Segment Start: AVAILABLE RECORDS
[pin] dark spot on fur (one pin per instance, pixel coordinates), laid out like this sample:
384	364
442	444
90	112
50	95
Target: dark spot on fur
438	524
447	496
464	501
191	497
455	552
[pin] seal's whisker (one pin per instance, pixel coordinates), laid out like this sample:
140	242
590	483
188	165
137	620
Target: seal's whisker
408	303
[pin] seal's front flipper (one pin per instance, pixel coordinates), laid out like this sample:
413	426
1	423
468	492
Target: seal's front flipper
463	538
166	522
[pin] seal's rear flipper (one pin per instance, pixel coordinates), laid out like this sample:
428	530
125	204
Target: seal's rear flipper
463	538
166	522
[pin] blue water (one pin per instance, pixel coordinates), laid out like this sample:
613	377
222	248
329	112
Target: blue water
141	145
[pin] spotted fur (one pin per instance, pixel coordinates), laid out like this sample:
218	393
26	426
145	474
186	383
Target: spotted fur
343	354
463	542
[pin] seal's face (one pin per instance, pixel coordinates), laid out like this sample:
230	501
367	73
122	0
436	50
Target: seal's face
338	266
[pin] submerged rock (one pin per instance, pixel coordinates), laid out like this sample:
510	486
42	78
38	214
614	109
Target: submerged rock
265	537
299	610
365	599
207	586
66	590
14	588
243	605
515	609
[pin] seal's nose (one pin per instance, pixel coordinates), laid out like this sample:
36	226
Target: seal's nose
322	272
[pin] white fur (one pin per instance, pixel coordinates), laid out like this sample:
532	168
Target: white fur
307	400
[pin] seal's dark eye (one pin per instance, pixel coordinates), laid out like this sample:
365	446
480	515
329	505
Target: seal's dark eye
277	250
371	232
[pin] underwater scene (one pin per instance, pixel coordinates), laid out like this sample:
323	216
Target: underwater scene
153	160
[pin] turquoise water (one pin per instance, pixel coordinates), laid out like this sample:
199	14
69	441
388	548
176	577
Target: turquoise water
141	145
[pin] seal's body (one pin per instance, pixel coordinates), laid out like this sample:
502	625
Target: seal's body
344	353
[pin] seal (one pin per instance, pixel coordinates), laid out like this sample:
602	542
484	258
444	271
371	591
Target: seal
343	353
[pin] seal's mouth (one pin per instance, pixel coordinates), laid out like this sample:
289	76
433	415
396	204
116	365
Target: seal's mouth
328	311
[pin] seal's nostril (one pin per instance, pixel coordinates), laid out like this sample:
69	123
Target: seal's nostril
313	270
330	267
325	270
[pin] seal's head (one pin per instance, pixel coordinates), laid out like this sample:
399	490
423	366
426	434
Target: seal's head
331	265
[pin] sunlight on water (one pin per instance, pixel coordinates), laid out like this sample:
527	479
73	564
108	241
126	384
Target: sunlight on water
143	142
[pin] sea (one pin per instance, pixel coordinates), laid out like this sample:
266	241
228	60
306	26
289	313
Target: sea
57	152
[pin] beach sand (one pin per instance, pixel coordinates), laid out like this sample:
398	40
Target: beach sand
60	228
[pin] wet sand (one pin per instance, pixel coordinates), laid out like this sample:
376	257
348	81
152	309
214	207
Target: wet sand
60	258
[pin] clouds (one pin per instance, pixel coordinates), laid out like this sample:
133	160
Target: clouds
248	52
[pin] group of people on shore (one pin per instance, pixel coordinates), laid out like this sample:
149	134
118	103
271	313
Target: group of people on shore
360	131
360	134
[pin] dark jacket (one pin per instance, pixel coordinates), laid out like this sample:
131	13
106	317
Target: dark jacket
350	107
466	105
Segment End: AVAILABLE RECORDS
**WHAT IS EXPECTED**.
Repeat all the lines above verbatim.

**ANSWER SPACE**.
[pin] dark spot on fur (one pin per instance, pixel coordinates), laid out like this sample:
384	364
442	444
90	112
50	95
Target: dark spot on fur
438	524
447	496
464	501
191	497
455	552
[pin] seal's whisker (one pin per instance, pixel coordinates), laid out like this sample:
140	242
590	483
188	165
137	620
Target: seal's whisker
408	303
[pin] seal's front flipper (one pin per instance, pixel coordinates), laid out like this sample:
413	426
1	423
468	492
Target: seal's front flipper
463	538
166	522
[pin] seal's rear flipper (one pin per instance, pixel coordinates), laid out like this sample:
428	530
125	204
Target: seal's rear flipper
463	538
166	522
[pin] blue water (one pin per instance, pixel coordinates), laid out like this sample:
613	377
222	248
329	112
Target: blue water
141	145
[pin] spotted fur (one pin per instance, pixel coordinates), laid out like this sample:
218	393
26	426
145	474
186	383
Target: spotted fur
343	354
463	542
[pin] seal's face (one pin per instance, pixel coordinates), laid out like this sample:
230	501
367	73
122	0
436	50
Target: seal's face
338	266
[pin] submerged rock (one pin per instance, pixel coordinates), laid out like this sample:
510	486
42	78
38	214
614	109
Target: submerged rock
265	537
299	610
365	599
207	586
66	590
14	588
243	605
515	609
[pin] seal's nose (one pin per instance, pixel coordinates), laid out like this sample:
36	226
Target: seal's nose
322	272
[pin] white fur (one pin per instance, pixel coordinates), laid out like this sample:
532	168
Target: white fur
307	400
[pin] seal's dark eye (one pin per instance, pixel coordinates), laid out like this sample:
365	446
480	515
329	505
Target: seal's dark eye
277	250
371	232
[pin] underwater scene (one pin per instance, pixel coordinates), laid out like this sample:
323	216
Target: underwater scene
153	160
[pin] turquoise water (one pin per instance, pixel coordinates), laid out like this sample:
199	14
69	441
388	548
176	577
Target: turquoise water
141	145
[pin] seal's body (one pin per instance, pixel coordinates), laid out like this sample:
502	625
Target: seal's body
344	353
[pin] seal (one pin per instance, pixel coordinates), laid out like this sample:
602	542
484	258
444	271
371	591
Target: seal
343	353
[pin] seal's mouth (one pin per instance, pixel coordinates), laid out like this sample:
289	76
433	415
396	204
116	365
Target: seal's mouth
328	311
[pin] seal's nostril (one pin per instance, pixel coordinates), laid out like this sample:
69	123
Target: seal's nostril
313	270
330	267
325	270
[pin] seal's head (one pin per instance, pixel coordinates), laid out like this sample:
399	490
423	366
426	434
Target: seal's head
331	265
[pin] sunlight on water (one pin per instance, pixel coordinates), laid out like this sample:
527	479
73	564
108	241
126	384
Target: sunlight on water
143	142
[pin] sea (one pin per instance, pixel coordinates), laid out like this sample:
266	241
228	60
306	26
289	313
Target: sea
57	152
[pin] beach sand (one pin per instance, pixel coordinates), laid out like this sample:
398	40
Target: beach sand
60	228
[pin] wet sand (one pin per instance, pixel coordinates), laid out like this sample:
376	257
348	81
152	309
214	207
Target: wet sand
60	258
[pin] clouds (one pin per instance, pixel coordinates), laid out like this sample:
133	160
Target: clouds
248	52
[pin] group of people on shore (one pin per instance, pixel coordinates), laid out like this sample:
149	134
118	103
271	313
Target: group of people on shore
360	131
360	134
[pin] dark jacket (one pin per instance, pixel coordinates), laid out like this sample:
131	13
106	317
Target: dark jacket
350	107
466	105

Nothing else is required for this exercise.